## What is expected:
Pictures aside, write out the data exactly as it reads.

Dataset entries:

--

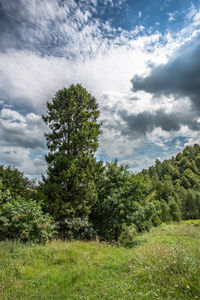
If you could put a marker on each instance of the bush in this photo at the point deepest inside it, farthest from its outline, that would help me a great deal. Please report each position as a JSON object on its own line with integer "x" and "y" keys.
{"x": 128, "y": 233}
{"x": 77, "y": 228}
{"x": 25, "y": 221}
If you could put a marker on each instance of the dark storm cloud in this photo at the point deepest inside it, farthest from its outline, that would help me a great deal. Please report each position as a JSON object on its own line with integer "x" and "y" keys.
{"x": 142, "y": 123}
{"x": 19, "y": 131}
{"x": 179, "y": 77}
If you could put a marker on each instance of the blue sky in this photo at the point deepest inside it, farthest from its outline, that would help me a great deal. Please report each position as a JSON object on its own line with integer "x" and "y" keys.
{"x": 140, "y": 59}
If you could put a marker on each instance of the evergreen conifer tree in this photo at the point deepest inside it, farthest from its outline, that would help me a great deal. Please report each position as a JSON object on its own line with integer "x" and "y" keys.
{"x": 72, "y": 117}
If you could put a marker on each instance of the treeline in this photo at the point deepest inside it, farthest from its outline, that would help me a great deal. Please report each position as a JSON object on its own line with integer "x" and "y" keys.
{"x": 82, "y": 198}
{"x": 175, "y": 183}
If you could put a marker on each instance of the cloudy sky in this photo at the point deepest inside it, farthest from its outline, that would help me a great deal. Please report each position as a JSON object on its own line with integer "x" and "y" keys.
{"x": 139, "y": 58}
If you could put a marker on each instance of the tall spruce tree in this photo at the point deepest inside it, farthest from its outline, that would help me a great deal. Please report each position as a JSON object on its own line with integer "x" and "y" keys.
{"x": 72, "y": 117}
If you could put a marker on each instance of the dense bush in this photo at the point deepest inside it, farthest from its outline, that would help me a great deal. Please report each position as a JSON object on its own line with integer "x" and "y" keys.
{"x": 25, "y": 221}
{"x": 77, "y": 228}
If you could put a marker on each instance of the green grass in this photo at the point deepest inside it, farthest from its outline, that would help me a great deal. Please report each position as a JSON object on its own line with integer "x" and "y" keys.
{"x": 163, "y": 264}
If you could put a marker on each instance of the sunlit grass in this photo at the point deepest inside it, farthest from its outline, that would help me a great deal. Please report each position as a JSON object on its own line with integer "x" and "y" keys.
{"x": 163, "y": 264}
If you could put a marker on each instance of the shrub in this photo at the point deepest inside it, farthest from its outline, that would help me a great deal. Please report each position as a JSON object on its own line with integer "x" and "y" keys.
{"x": 77, "y": 228}
{"x": 25, "y": 221}
{"x": 127, "y": 234}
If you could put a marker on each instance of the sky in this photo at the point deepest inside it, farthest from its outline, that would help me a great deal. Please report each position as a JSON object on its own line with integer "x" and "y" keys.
{"x": 139, "y": 58}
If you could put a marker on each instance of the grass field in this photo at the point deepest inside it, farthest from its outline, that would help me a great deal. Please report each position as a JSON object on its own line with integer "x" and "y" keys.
{"x": 161, "y": 264}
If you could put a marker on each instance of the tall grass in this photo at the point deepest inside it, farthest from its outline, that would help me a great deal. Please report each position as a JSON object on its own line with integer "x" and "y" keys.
{"x": 163, "y": 264}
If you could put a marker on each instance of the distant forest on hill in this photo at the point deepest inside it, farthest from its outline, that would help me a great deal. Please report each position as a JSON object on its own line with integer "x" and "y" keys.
{"x": 82, "y": 198}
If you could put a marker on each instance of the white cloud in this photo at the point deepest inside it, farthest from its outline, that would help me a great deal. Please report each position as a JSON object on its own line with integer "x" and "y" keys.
{"x": 102, "y": 58}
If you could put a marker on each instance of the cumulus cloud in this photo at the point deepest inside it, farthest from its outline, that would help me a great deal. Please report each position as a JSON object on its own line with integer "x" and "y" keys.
{"x": 22, "y": 141}
{"x": 46, "y": 45}
{"x": 179, "y": 77}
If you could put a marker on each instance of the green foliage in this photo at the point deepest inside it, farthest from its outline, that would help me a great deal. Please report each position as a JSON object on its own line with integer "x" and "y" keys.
{"x": 121, "y": 203}
{"x": 72, "y": 117}
{"x": 177, "y": 185}
{"x": 25, "y": 221}
{"x": 174, "y": 210}
{"x": 162, "y": 264}
{"x": 13, "y": 180}
{"x": 77, "y": 228}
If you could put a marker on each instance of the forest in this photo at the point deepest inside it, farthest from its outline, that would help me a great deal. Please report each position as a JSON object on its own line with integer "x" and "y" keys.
{"x": 83, "y": 198}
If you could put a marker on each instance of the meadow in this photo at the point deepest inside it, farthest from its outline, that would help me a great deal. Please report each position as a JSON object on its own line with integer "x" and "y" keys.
{"x": 161, "y": 264}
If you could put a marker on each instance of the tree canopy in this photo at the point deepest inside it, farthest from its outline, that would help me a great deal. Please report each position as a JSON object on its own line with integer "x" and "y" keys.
{"x": 72, "y": 118}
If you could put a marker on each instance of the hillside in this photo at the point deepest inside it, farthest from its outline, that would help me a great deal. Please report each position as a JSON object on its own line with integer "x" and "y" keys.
{"x": 175, "y": 183}
{"x": 163, "y": 264}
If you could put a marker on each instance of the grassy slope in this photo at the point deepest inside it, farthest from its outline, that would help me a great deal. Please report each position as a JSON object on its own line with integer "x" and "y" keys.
{"x": 164, "y": 264}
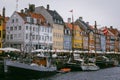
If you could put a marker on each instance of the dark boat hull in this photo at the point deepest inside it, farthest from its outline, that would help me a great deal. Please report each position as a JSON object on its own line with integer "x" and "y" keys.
{"x": 21, "y": 72}
{"x": 73, "y": 67}
{"x": 103, "y": 64}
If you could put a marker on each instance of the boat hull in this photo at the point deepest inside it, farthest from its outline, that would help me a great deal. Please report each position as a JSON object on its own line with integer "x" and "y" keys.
{"x": 21, "y": 72}
{"x": 103, "y": 64}
{"x": 22, "y": 69}
{"x": 73, "y": 67}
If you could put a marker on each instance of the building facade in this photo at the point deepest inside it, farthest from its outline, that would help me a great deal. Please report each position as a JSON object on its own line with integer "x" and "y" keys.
{"x": 28, "y": 31}
{"x": 56, "y": 22}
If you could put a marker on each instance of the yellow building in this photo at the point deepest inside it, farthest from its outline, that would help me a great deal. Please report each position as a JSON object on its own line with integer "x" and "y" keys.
{"x": 1, "y": 31}
{"x": 77, "y": 38}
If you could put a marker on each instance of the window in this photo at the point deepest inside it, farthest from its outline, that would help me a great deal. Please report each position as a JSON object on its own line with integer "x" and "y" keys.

--

## Exercise response:
If you could put a marker on each instance of the bush in this photo at the point deepest inside it, farthest from its outline, that would help me a great deal. Please report each position as a JSON object on its own line with integer "x" and "y" keys.
{"x": 128, "y": 233}
{"x": 77, "y": 228}
{"x": 25, "y": 221}
If you could put a marker on each instance of the dark storm cloud in this photo at the point deepest inside it, farthest from its outline, that would help me a great deal. Please report each position as a JSON object on its own line with integer "x" and "y" keys.
{"x": 142, "y": 123}
{"x": 19, "y": 131}
{"x": 179, "y": 77}
If you could put a marker on each instance of the blue sky in this photo at the point deepest inside it, farthest from its outline, that would help me a great deal. Please report each position as a JSON object on its own line with integer "x" and "y" keys.
{"x": 140, "y": 59}
If you could put a marker on each instance of the evergreen conifer tree in this photo at the point deepest inside it, farthest from its outline, that would help me a great deal. Please report each position as a JSON object on its own line with integer "x" and "y" keys.
{"x": 72, "y": 117}
If you could put a marker on each instance of the treeline in this photo at the point deepest inside it, farthest from its outline, that would help me a great deal. Please report each position as a JSON object on its own line with integer "x" and "y" keys.
{"x": 82, "y": 198}
{"x": 175, "y": 183}
If you could put a marker on each instance of the cloudy sky in this photo at the point deepest inside it, farthest from its outline, that would help me a great deal. Please report each position as a JSON object on its own line with integer "x" and "y" keys.
{"x": 139, "y": 58}
If you could put a marker on each instance of the tall spruce tree in this photo at the point deepest inside it, farthest from its outline, that would help me a great deal. Please report each position as a JSON object on its own line with integer "x" and "y" keys.
{"x": 72, "y": 117}
If you could put a marker on each instance of the dense bush in this photo at the point deepest inside it, farthest from its outline, that would help me a great deal. Please report each position as a JSON object on its own line with integer "x" and "y" keys.
{"x": 25, "y": 221}
{"x": 77, "y": 228}
If you could put a marker on each instance of the green grass in this photo at the point deepest inside it, farthest from its outline, that would help me a great deal. Please report each position as a JSON object on its own line with integer "x" and "y" keys.
{"x": 163, "y": 264}
If you could put a marker on each instance of the sunlit grass in this photo at the point deepest inside it, farthest from its outline, that would help me a great deal. Please report each position as a JSON object on its own line with integer "x" and "y" keys.
{"x": 163, "y": 264}
If you could put a marker on each instance of the shrub in this photo at the point deepest inside it, farthest from its outline, that would help me a great deal. Please report each position as a JSON object on its own line with integer "x" and "y" keys.
{"x": 77, "y": 228}
{"x": 25, "y": 221}
{"x": 127, "y": 234}
If you could put a marker on each instance of the sky in this photo at the point deepest inside it, farthest from its outline, that would help me a great deal. Please report each position as a JSON object on its own line with integer "x" and "y" keys.
{"x": 139, "y": 58}
If you could put a marker on each instance of the grass field in this photo at the point deepest inside it, farthest from its outline, that would help me a great deal. Please report each position as a JSON object on its own line with integer "x" and "y" keys.
{"x": 161, "y": 264}
If you could put a marker on each instance of the tall grass in this photo at the point deepest inside it, farthest from its outline, that would help me a great deal. Please report each position as a JSON object on its own line with integer "x" and "y" keys.
{"x": 163, "y": 264}
If you could put a marker on each instance of the distant forest on hill in this photo at the point deepest inside it, farthest from its outline, that would help me a great deal. Please report each position as a JSON object on its own line with integer "x" and "y" keys.
{"x": 82, "y": 198}
If you could put a marker on each instance of the white cloud in this photo at the point deepest inside it, farthest from its outline, that would help me a great deal. Please report each position as a JSON object on its own line with integer "x" and "y" keys.
{"x": 102, "y": 58}
If you could put a marker on each instance of the cumulus cloud in this photo at the point deepest inside it, farthest from its outline, that would help me a great deal. Please report each position as a JSON object on its own line with integer "x" and "y" keys.
{"x": 22, "y": 141}
{"x": 46, "y": 45}
{"x": 179, "y": 77}
If you could put a marker on each instance of the green foliage in this photo at the point deepest inside it, farthest from its outline, that would help me a great deal. Please report each position as a JSON object on its own line with integer "x" and "y" keys.
{"x": 121, "y": 203}
{"x": 72, "y": 117}
{"x": 177, "y": 185}
{"x": 25, "y": 221}
{"x": 174, "y": 210}
{"x": 162, "y": 264}
{"x": 13, "y": 180}
{"x": 77, "y": 228}
If you could put a marker on each instance of the forest in this photo at the point deepest inside it, farthest from its outline, that would help me a great deal. Please report each position as a JSON object on its own line with integer "x" and "y" keys.
{"x": 83, "y": 198}
If you could put a marker on each instance of the meadow in this photo at the point deepest inside it, farthest from its outline, that would help me a great deal. Please report each position as a JSON object on its own line with integer "x" and "y" keys.
{"x": 161, "y": 264}
If you could put a marker on each instance of the tree canopy in this photo at the point deepest inside it, farthest from its outline, that would help me a great deal. Please report each position as a JSON object on its own line with integer "x" and "y" keys.
{"x": 72, "y": 118}
If you could put a marker on each instance of the hillside in this photo at the point deepest inside it, farthest from its outline, that would help me a great deal. Please report each position as a JSON object on its own line with integer "x" and "y" keys.
{"x": 175, "y": 183}
{"x": 163, "y": 264}
If you could put a marker on each instance of the grassy slope in this photo at the point deepest inside it, farthest from its outline, that would help me a great deal. Please report each position as a JSON object on its own line with integer "x" and "y" keys.
{"x": 164, "y": 264}
If you could put a marker on each instance of the dark boat hull in this photo at the point deepest inside it, farthest from its outline, that would help me a great deal. Please report each position as a JSON object on its own line with integer "x" and "y" keys.
{"x": 21, "y": 72}
{"x": 73, "y": 67}
{"x": 103, "y": 64}
If you could put a marker on each instance of the boat hull in this photo at the point deepest inside it, farthest from its outline, that would help me a great deal. Please report each position as a JSON object on its own line with integer "x" and "y" keys.
{"x": 21, "y": 72}
{"x": 103, "y": 64}
{"x": 22, "y": 69}
{"x": 73, "y": 67}
If you could put a marker on each instance of the building facade in this photo at the point deepest inside it, farthest from its outline, that would help me a great deal. Please report each position as a JSON object on its own line with integer "x" and "y" keys.
{"x": 28, "y": 31}
{"x": 56, "y": 22}
If you could put a marker on each instance of the yellow building in this photo at the point deepest inside it, farthest from its outline, that would help me a great deal. Please report each position as a JSON object on its own line with integer "x" and "y" keys.
{"x": 1, "y": 31}
{"x": 77, "y": 38}
If you could put a marker on each instance of the window in this photo at the point deepest inside it, farthest from its outline, that would help me a great deal. Please report each position as a JSON object on its own line with integer "x" and "y" keys.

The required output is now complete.